我们回顾之前的初始化逻辑,只会初始化一次,所以这里是一个单线程不断从队列里面拿然后执行注册逻辑,所以不会出现覆盖写的问题
@PostConstruct
public void init() {
GlobalExecutor.submitDistroNotifyTask(notifier);
}
写时复制会不会占用很多内存空间?
我们可以看到其实只是复制了Cluster里面的Set<Instance>集合(详细的可能看下面的nacos的完整存储模型),而不是复制了整个注册表,所以我们使用写时复制时需要考虑复制的粒度问题
我们再来看下nacos底层的存储模型是什么样的?
/**
* Core manager storing all services in Nacos.
*
* @author nkorange
*/
@Component
public class ServiceManager implements RecordListener<Service> {
/**
* Map(namespace, Map(group::serviceName, Service)).
*/
private final Map<String, Map<String, Service>> serviceMap = new ConcurrentHashMap<>();
}
Service
我们可以看到 'service --> cluster --> instance' model, in which service stores a list of clusters, which contain a list of instances.
一个sercie可能部署了一个集群,一个集群可能会有多个实例
/**
* Service of Nacos server side
*
* <p>We introduce a 'service --> cluster --> instance' model, in which service stores a list of clusters, which
* contain
* a list of instances.
*
* <p>his class inherits from Service in API module and stores some fields that do not have to expose to client.

++++++++++++++++++++

> _任务要求 A_: 原文段落提到注册逻辑不会出现覆盖写的问题。请根据原文段落说明原因。
> _任务要求 B_:
判断下列说法是否符合原文段落,每项回答“是”或“否”,并原样引用起决定作用的原文。
(i) 使用写时复制时,复制的是整个注册表。
(ii) serviceMap 的实现用的是 ConcurrentHashMap。
(iii) 一个集群可能会有多个实例。
后面的数据行在这里用不到。

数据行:
++++++++++++++++++++

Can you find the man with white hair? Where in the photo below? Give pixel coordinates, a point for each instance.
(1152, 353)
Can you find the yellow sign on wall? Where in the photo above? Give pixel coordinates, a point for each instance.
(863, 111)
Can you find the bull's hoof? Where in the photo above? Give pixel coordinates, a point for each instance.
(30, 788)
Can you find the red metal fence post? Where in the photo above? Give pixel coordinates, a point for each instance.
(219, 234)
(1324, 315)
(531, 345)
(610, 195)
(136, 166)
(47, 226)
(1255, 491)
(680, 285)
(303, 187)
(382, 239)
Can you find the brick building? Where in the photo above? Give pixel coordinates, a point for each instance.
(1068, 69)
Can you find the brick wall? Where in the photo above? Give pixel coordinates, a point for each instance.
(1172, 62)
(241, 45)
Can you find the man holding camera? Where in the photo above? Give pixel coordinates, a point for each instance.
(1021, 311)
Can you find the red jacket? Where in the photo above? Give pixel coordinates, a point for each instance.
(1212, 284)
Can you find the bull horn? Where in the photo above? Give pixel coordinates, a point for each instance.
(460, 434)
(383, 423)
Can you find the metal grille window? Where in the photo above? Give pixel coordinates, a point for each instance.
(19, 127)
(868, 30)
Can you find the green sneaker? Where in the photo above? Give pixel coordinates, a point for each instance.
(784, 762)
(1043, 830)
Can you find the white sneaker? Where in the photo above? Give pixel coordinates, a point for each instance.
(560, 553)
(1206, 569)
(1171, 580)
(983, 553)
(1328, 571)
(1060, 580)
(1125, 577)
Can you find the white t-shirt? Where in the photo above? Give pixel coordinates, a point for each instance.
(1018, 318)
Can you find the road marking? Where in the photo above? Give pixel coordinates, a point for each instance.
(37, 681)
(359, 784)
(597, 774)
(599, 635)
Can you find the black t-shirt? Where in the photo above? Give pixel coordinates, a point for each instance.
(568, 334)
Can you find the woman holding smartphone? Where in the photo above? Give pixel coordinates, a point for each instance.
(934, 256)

++++++++++++++++++++

> _参考解答 A_: 初始化逻辑只会执行一次,所以这里只有一个单线程,它不断从队列里拿任务并执行注册逻辑,因此不会出现覆盖写。

> _参考解答 B_:
(i) 否:“只是复制了Cluster里面的Set<Instance>集合”,“而不是复制了整个注册表”。
(ii) 是:“private final Map<String, Map<String, Service>> serviceMap = new ConcurrentHashMap<>();”
(iii) 是:“一个集群可能会有多个实例”。